Exercise task
Skip any picture you find and retype all the remaining lines exactly.

====================

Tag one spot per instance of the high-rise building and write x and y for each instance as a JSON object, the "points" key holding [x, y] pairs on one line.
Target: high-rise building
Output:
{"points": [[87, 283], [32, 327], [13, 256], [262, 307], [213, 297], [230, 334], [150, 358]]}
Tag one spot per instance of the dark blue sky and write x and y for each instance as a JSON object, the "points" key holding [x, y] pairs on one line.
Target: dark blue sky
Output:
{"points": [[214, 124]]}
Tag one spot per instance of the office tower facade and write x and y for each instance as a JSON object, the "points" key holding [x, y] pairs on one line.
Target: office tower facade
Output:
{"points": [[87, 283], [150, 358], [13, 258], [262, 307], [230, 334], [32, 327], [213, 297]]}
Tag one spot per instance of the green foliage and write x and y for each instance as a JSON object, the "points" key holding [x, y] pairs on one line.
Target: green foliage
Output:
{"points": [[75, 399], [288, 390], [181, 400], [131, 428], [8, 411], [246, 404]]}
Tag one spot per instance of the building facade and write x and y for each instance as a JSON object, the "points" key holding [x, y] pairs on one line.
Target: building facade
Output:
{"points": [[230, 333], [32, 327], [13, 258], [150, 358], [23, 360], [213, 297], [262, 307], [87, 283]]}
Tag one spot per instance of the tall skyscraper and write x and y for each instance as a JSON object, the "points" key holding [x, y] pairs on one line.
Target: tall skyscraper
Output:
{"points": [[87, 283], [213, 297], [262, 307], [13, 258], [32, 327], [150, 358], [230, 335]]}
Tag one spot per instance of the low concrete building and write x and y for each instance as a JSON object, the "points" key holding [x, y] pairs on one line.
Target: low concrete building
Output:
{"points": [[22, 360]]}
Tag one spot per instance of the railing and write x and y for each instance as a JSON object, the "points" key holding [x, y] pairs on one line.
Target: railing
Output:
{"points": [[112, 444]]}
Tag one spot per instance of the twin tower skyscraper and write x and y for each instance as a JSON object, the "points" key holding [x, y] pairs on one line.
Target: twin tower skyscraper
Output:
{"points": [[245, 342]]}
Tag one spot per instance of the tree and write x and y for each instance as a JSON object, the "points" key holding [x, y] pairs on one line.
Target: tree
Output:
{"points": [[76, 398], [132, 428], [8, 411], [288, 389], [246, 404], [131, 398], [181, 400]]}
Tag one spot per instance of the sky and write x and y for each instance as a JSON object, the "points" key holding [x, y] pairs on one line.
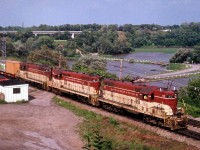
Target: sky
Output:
{"points": [[59, 12]]}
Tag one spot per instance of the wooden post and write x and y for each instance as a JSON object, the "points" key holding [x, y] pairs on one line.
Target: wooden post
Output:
{"points": [[120, 73]]}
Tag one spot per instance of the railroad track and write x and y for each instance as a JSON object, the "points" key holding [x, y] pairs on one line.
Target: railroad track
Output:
{"points": [[189, 133], [194, 123]]}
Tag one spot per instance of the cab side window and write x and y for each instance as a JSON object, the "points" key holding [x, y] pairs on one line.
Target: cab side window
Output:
{"points": [[152, 96]]}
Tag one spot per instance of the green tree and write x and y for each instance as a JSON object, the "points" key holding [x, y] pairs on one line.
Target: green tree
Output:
{"points": [[46, 56], [181, 56], [191, 94], [42, 41], [196, 54], [92, 65]]}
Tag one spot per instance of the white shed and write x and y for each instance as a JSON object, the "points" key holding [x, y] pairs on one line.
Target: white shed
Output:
{"points": [[13, 91]]}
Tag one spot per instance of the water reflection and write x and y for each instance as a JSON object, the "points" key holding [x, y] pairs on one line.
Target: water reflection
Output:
{"points": [[142, 70]]}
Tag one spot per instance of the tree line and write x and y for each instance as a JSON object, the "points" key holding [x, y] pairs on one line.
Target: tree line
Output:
{"points": [[102, 39]]}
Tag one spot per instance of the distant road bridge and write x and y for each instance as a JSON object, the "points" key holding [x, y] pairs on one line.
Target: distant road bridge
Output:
{"points": [[73, 33]]}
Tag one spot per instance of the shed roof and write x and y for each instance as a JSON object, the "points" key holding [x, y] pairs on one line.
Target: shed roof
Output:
{"points": [[11, 82]]}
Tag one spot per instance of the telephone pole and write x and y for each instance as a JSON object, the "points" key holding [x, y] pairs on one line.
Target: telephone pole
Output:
{"points": [[3, 46]]}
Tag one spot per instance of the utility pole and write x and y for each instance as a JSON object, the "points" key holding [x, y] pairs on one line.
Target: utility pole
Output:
{"points": [[59, 60], [120, 73], [3, 46]]}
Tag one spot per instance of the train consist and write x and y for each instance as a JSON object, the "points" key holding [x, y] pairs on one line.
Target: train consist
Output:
{"points": [[157, 105]]}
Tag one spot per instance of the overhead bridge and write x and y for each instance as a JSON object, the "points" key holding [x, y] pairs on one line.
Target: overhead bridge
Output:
{"points": [[73, 33]]}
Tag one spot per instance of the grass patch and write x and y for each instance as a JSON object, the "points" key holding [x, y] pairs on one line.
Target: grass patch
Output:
{"points": [[175, 67], [107, 133], [155, 49]]}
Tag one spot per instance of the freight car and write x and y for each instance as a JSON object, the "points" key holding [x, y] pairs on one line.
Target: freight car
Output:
{"points": [[157, 105]]}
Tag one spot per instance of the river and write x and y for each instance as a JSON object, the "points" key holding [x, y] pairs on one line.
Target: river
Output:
{"points": [[142, 70]]}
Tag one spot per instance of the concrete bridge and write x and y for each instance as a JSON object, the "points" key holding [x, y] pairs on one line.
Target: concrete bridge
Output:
{"points": [[73, 33]]}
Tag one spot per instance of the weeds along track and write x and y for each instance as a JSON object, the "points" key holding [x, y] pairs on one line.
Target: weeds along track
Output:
{"points": [[194, 123]]}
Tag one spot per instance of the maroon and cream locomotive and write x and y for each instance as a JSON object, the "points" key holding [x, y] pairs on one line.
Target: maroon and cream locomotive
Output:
{"points": [[157, 105]]}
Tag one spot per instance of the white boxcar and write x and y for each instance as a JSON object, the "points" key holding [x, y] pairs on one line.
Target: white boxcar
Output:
{"points": [[13, 91]]}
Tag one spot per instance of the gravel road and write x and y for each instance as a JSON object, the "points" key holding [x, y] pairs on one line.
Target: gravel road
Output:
{"points": [[38, 125]]}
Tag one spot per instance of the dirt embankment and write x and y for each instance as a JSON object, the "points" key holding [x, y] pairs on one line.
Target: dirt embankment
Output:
{"points": [[38, 125]]}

====================

Solution below
Tag one spot per instance of the high-rise building and write x and y for each instance as a JSON object, the "points" key holding [x, y] pairs on one line.
Target: high-rise building
Output:
{"points": [[87, 283], [32, 327], [13, 256], [262, 307], [213, 297], [230, 334], [150, 358]]}
Tag one spot per instance of the dark blue sky and write x and y for each instance as a JSON object, the "points" key holding [x, y] pairs on one line.
Target: dark blue sky
Output:
{"points": [[214, 124]]}
Tag one spot per instance of the office tower facade and write x and y for each instance as a JSON object, the "points" key holding [x, y] pairs on one line.
Target: office tower facade
Output:
{"points": [[87, 283], [150, 358], [13, 258], [262, 307], [230, 334], [32, 327], [213, 297]]}
Tag one spot per instance of the green foliage and write x and y for each instance as a JSON object, the "points" key holding [x, y] pairs on one line.
Target: green foliage
Output:
{"points": [[75, 399], [288, 390], [181, 400], [131, 428], [8, 411], [246, 404]]}
Tag one spot per instance of the building facade and write x and y for each instance as a JSON object, the "points" key holding [x, y] pairs on one line.
Target: building facade
Output:
{"points": [[230, 333], [32, 327], [13, 258], [150, 358], [23, 360], [213, 297], [262, 307], [87, 283]]}
Tag one spot per instance of the tall skyscraper and write x and y for each instance as a JSON object, the "points" key holding [x, y] pairs on one line.
Target: tall skyscraper
Output:
{"points": [[87, 283], [213, 297], [262, 307], [13, 258], [32, 327], [150, 358], [230, 335]]}
Tag one spot per instance of the low concrete building and write x and y for each instance as a JSON object, the "points" key holding [x, y] pairs on one line.
Target: low concrete building
Output:
{"points": [[22, 360]]}
Tag one spot per instance of the railing and write x and y for each instance as a JSON object, the "points" key holding [x, y] pairs on one line.
Target: railing
Output:
{"points": [[112, 444]]}
Tag one spot per instance of the twin tower skyscraper and write x and y for each instance as a JSON object, the "points" key holding [x, y] pairs on one line.
Target: twin tower skyscraper
Output:
{"points": [[245, 342]]}
Tag one spot per instance of the tree and write x and y for each instance as a JSON object, the "points" key holding [x, y] pairs on one line.
Target: tree
Output:
{"points": [[76, 398], [132, 428], [8, 411], [288, 389], [246, 404], [131, 398], [181, 400]]}
Tag one spot per instance of the sky and write x and y for each instance as a JSON object, the "points" key holding [x, y] pairs on one line.
Target: sky
Output:
{"points": [[59, 12]]}
Tag one spot per instance of the wooden post and write x and y for each instance as a JSON object, the "points" key holding [x, y] pairs on one line.
Target: wooden post
Output:
{"points": [[120, 73]]}
Tag one spot per instance of the railroad track and write x and y for each instance as a JSON object, the "points" key holding [x, y] pairs on one line.
Target: railroad track
Output:
{"points": [[189, 133], [194, 123]]}
Tag one spot per instance of the cab side window and write x and y for each instance as a JSON object, the "points" key holding [x, y] pairs on one line.
Target: cab side window
Output:
{"points": [[152, 96]]}
Tag one spot per instance of the green tree and write x and y for each instance as a JSON object, the "points" key holding [x, y] pairs on one line.
Target: green tree
Output:
{"points": [[46, 56], [181, 56], [191, 94], [42, 41], [196, 54], [92, 65]]}
Tag one spot per instance of the white shed and write x and y for each instance as a JSON object, the "points" key holding [x, y] pairs on one line.
Target: white shed
Output:
{"points": [[13, 91]]}
Tag one spot per instance of the water reflection and write x and y for each instance as a JSON object, the "points" key holding [x, y] pairs on one line.
Target: water reflection
Output:
{"points": [[142, 70]]}
Tag one spot per instance of the tree line and write x and y for each instance as a JSON object, the "points" key holding [x, y] pairs on one line.
Target: tree line
Output:
{"points": [[102, 39]]}
Tag one spot per instance of the distant road bridge and write x and y for each instance as a JSON object, the "points" key holding [x, y] pairs on one line.
Target: distant road bridge
Output:
{"points": [[73, 33]]}
Tag one spot per instance of the shed roof and write x and y for each instance as a JSON object, the "points" key holding [x, y] pairs on one line.
Target: shed roof
Output:
{"points": [[11, 82]]}
Tag one spot per instance of the telephone pole and write x and y for each instance as a JSON object, the "points" key holding [x, y] pairs on one line.
Target: telephone pole
Output:
{"points": [[3, 46]]}
Tag one spot per instance of the utility pole and write x and y for each instance as a JSON object, the "points" key holding [x, y] pairs on one line.
Target: utility pole
Output:
{"points": [[59, 60], [120, 73], [3, 46]]}
Tag one spot per instance of the train consist and write x and y for each instance as a JSON object, the "points" key holding [x, y] pairs on one line.
Target: train consist
Output:
{"points": [[157, 105]]}
Tag one spot per instance of the overhead bridge and write x and y for each instance as a JSON object, the "points" key holding [x, y] pairs on one line.
Target: overhead bridge
Output:
{"points": [[73, 33]]}
Tag one spot per instance of the grass patch and write x and y for each instance as a JSON object, the "points" key holding [x, y] pairs on one line.
Target: grass patch
Output:
{"points": [[175, 67], [107, 133], [155, 49]]}
Tag one spot per instance of the freight car and write x and y for each instance as a JSON object, the "points" key holding [x, y] pairs on one line.
Target: freight car
Output:
{"points": [[157, 105]]}
Tag one spot per instance of the river and write x and y for each instance as a JSON object, the "points" key holding [x, y] pairs on one line.
Target: river
Output:
{"points": [[142, 70]]}
Tag one spot per instance of the concrete bridge and write x and y for each instance as a JSON object, the "points" key holding [x, y] pairs on one line.
Target: concrete bridge
Output:
{"points": [[73, 33]]}
Tag one spot per instance of the weeds along track and write x and y for each instance as a JSON object, the "points" key holding [x, y] pairs on one line.
Target: weeds along track
Output:
{"points": [[194, 123]]}
Tag one spot per instance of the maroon and cream locomotive and write x and y for each instance as a JSON object, the "points" key holding [x, y] pairs on one line.
Target: maroon and cream locomotive
Output:
{"points": [[157, 105]]}
Tag one spot per instance of the white boxcar and write x and y for each instance as a JSON object, the "points" key holding [x, y] pairs on one line.
Target: white boxcar
Output:
{"points": [[13, 91]]}
Tag one spot per instance of the gravel road and write x and y for each instance as a JSON object, the "points" key holding [x, y] pairs on one line.
Target: gravel road
Output:
{"points": [[38, 125]]}
Tag one spot per instance of the dirt embankment and write x and y for each instance as a JSON object, the "points" key holding [x, y] pairs on one line.
Target: dirt embankment
Output:
{"points": [[38, 125]]}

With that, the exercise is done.